YOUR OBJECTIVE ▸
Reproduce the following lines word for word, keeping each one the same as it appears.
* * *
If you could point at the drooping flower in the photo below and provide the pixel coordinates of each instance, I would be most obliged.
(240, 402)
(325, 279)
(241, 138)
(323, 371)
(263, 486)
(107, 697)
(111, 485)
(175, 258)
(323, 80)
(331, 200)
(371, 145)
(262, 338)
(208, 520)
* * *
RESPONSE ▸
If you could point at the drooping flower in the photo below and provide the pixel coordinates of each instance, I would be most obliged.
(240, 402)
(325, 279)
(241, 138)
(323, 371)
(263, 486)
(107, 697)
(111, 485)
(175, 258)
(323, 80)
(331, 200)
(371, 145)
(262, 338)
(208, 520)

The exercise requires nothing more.